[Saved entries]
>> Start

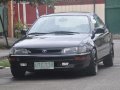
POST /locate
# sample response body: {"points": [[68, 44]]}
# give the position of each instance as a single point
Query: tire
{"points": [[92, 69], [108, 60], [17, 71]]}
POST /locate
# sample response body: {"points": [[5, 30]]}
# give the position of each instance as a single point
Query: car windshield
{"points": [[61, 24]]}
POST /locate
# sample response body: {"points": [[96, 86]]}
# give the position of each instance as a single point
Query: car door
{"points": [[102, 39]]}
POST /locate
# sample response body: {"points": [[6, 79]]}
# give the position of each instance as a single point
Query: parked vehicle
{"points": [[63, 41]]}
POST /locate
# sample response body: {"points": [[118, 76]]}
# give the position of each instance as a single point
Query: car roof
{"points": [[71, 13]]}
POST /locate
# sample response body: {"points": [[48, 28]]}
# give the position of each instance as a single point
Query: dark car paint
{"points": [[101, 42]]}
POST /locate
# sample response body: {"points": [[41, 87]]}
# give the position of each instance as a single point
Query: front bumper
{"points": [[60, 62]]}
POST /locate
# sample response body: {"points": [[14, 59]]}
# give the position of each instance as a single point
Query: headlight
{"points": [[14, 51], [76, 50]]}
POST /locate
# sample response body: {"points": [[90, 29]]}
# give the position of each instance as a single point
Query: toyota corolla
{"points": [[63, 41]]}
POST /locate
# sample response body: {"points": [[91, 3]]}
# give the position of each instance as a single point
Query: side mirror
{"points": [[99, 30], [23, 32]]}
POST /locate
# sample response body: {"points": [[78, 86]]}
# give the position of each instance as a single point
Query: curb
{"points": [[1, 67]]}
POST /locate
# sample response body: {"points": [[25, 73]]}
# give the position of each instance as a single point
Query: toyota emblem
{"points": [[44, 51]]}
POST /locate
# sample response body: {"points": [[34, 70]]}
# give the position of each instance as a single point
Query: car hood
{"points": [[51, 41]]}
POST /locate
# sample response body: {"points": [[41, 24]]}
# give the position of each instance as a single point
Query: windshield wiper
{"points": [[36, 33], [62, 32]]}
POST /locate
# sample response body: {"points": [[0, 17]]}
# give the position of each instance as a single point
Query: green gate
{"points": [[4, 15], [112, 15]]}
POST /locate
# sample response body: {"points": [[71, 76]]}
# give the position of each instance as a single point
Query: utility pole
{"points": [[4, 33], [94, 6]]}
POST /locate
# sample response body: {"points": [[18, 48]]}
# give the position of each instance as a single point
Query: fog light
{"points": [[65, 63], [23, 64]]}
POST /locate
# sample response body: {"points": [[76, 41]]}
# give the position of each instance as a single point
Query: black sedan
{"points": [[63, 41]]}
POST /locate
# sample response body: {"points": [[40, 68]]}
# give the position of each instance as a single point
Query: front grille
{"points": [[44, 51]]}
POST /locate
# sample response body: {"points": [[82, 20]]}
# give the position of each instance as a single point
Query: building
{"points": [[108, 10]]}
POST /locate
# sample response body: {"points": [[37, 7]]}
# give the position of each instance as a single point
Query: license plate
{"points": [[43, 65]]}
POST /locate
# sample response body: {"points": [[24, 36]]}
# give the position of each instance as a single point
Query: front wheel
{"points": [[17, 72], [92, 69]]}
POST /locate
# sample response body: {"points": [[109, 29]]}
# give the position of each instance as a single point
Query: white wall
{"points": [[100, 9]]}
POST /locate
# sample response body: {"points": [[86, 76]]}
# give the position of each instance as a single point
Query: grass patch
{"points": [[4, 63]]}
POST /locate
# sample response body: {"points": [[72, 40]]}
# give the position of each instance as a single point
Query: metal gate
{"points": [[112, 15], [4, 15]]}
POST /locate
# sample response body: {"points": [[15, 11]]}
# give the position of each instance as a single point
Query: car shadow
{"points": [[57, 75]]}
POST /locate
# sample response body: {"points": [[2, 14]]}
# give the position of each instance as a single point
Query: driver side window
{"points": [[99, 23]]}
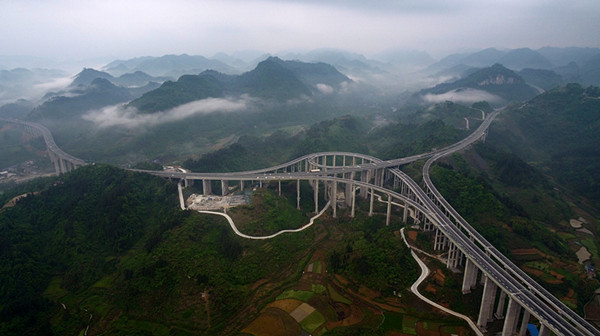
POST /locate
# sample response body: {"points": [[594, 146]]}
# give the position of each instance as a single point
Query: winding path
{"points": [[243, 235], [424, 274]]}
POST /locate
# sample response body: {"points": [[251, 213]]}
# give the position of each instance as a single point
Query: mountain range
{"points": [[272, 78], [497, 80]]}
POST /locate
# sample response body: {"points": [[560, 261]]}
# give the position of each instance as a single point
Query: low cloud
{"points": [[118, 115], [462, 96], [324, 88]]}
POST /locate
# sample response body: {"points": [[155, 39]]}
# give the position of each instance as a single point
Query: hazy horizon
{"points": [[98, 31]]}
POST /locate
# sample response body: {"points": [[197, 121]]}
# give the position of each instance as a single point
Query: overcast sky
{"points": [[79, 29]]}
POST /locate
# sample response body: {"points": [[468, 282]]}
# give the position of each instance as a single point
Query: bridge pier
{"points": [[389, 211], [206, 187], [316, 187], [512, 315], [487, 303], [298, 194], [334, 197], [500, 309], [353, 200], [544, 331], [524, 322], [469, 277], [224, 188], [348, 194], [371, 202], [63, 168]]}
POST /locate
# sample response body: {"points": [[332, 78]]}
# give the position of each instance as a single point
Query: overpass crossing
{"points": [[369, 176]]}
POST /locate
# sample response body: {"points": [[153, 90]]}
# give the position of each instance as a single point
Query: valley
{"points": [[126, 259]]}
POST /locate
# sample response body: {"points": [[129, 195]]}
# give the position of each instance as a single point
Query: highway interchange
{"points": [[525, 292]]}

>> End

▸ **Exercise aim**
Repeat the material above word for word and skip every image in it.

▸ **Finished answer**
POST /locate
# sample response body: {"points": [[68, 44]]}
# give the position of each instance as a single point
Query: tire
{"points": [[92, 69], [108, 60], [17, 71]]}
POST /locate
# sample response body: {"points": [[5, 30]]}
# give the position of each instance as a single point
Query: car windshield
{"points": [[61, 24]]}
POST /locate
# sample response body: {"points": [[96, 86]]}
# give the position of each instance as a single point
Query: car door
{"points": [[102, 39]]}
POST /locate
# sample response body: {"points": [[6, 79]]}
# give the position of each instance as a single point
Query: parked vehicle
{"points": [[63, 41]]}
POST /locate
# sample response body: {"points": [[118, 76]]}
# give the position of each instance as a single point
Query: car roof
{"points": [[71, 13]]}
POST /locate
# sample response body: {"points": [[48, 28]]}
# give the position of each instance as a single point
Query: dark car paint
{"points": [[101, 42]]}
POST /locate
# sample response body: {"points": [[41, 87]]}
# give the position of each instance as a single point
Query: front bumper
{"points": [[60, 62]]}
POST /locate
# sample response body: {"points": [[14, 59]]}
# give the position of each instance as a single point
Query: headlight
{"points": [[14, 51], [76, 50]]}
POST /locate
# sample response body: {"points": [[90, 29]]}
# give the position of each instance as a single point
Query: toyota corolla
{"points": [[63, 41]]}
POST /locate
# sample response body: {"points": [[91, 3]]}
# give the position of each instance as a single point
Query: side mirror
{"points": [[99, 30], [23, 32]]}
POST /locate
# sample response body: {"points": [[78, 86]]}
# give the position of each instance as a single point
Query: curb
{"points": [[1, 67]]}
POST /locate
# sample response body: {"points": [[25, 73]]}
# give the position of each instance as a single point
Query: toyota emblem
{"points": [[44, 51]]}
POST /locate
# sample response body: {"points": [[34, 70]]}
# give the position of each instance as a single point
Query: car hood
{"points": [[51, 41]]}
POST /locate
# sample response body: {"points": [[41, 24]]}
# give the position of each instance as a single point
Query: windshield wiper
{"points": [[36, 33], [62, 32]]}
POST /locate
# sample response body: {"points": [[0, 17]]}
# give the position of each instance as a single point
Query: green gate
{"points": [[4, 15], [112, 15]]}
POST /locate
# sample response body: {"points": [[71, 76]]}
# give the position of each instance as a single point
Query: utility pole
{"points": [[4, 33], [94, 6]]}
POST /locate
# sample response body: {"points": [[18, 48]]}
# give the position of each instance as a single point
Query: fog light
{"points": [[65, 63], [23, 64]]}
POST /locate
# sample response body: {"points": [[76, 41]]}
# give the position of each instance as a single point
Query: black sedan
{"points": [[63, 41]]}
POST /locate
# sample response body: {"points": [[40, 68]]}
# give the position of each instance as a single point
Query: front grille
{"points": [[44, 51]]}
POST /locate
# sample response body: {"points": [[82, 20]]}
# give the position of each instance as a single point
Query: building
{"points": [[108, 10]]}
POST /locate
# sample response body: {"points": [[37, 7]]}
# give the position of each instance as a single point
Query: license plate
{"points": [[43, 65]]}
POST /locate
# sample response body: {"points": [[24, 36]]}
# give the position of each instance as a single point
Query: front wheel
{"points": [[17, 72], [92, 69]]}
POST /locate
# sample response body: {"points": [[109, 29]]}
# give the position of each instance as a single point
Query: white wall
{"points": [[100, 9]]}
POST /locate
# sample response body: {"points": [[86, 76]]}
# give the position of each instance as a single point
Query: grass patch
{"points": [[4, 63]]}
POST /locate
# sample response body: {"points": [[72, 40]]}
# give the position of each instance as a single point
Query: metal gate
{"points": [[112, 15], [4, 15]]}
POST /locate
# sample response body: {"points": [[15, 11]]}
# give the position of each instance as a single point
Query: car shadow
{"points": [[57, 75]]}
POST /locate
# sample response body: {"points": [[2, 14]]}
# give the position of each instance as a single point
Query: driver side window
{"points": [[99, 23]]}
POST /locate
# sample response body: {"points": [[594, 146]]}
# give the position of each instance as a single point
Query: winding path
{"points": [[243, 235], [424, 274]]}
POST /locate
# sample response body: {"points": [[251, 213]]}
# give the position of each instance as a single point
Query: mountain range
{"points": [[272, 78], [497, 80]]}
POST /locate
# sample response body: {"points": [[560, 261]]}
# give the position of each instance as a single point
Query: low cloud
{"points": [[118, 115], [462, 96], [324, 88]]}
POST /locate
# sample response body: {"points": [[155, 39]]}
# give the position of each instance as a single point
Query: hazy horizon
{"points": [[98, 31]]}
POST /locate
# sample response body: {"points": [[197, 121]]}
# give the position of each instance as a single point
Query: overcast sky
{"points": [[79, 29]]}
POST /locate
# sample response body: {"points": [[468, 282]]}
# give the position of each instance as a single point
Query: bridge pier
{"points": [[389, 211], [206, 187], [316, 187], [512, 315], [487, 303], [298, 194], [334, 197], [500, 309], [353, 200], [544, 331], [524, 322], [469, 277], [224, 188], [348, 194], [371, 202], [63, 168]]}
POST /locate
# sample response body: {"points": [[332, 78]]}
# give the position of each instance as a single point
Query: overpass crossing
{"points": [[369, 176]]}
POST /locate
# sample response body: {"points": [[153, 90]]}
# give the position of each instance as a single point
Query: valley
{"points": [[126, 259]]}
POST /locate
# sample response body: {"points": [[129, 195]]}
# give the position of each instance as a single point
Query: highway interchange
{"points": [[525, 292]]}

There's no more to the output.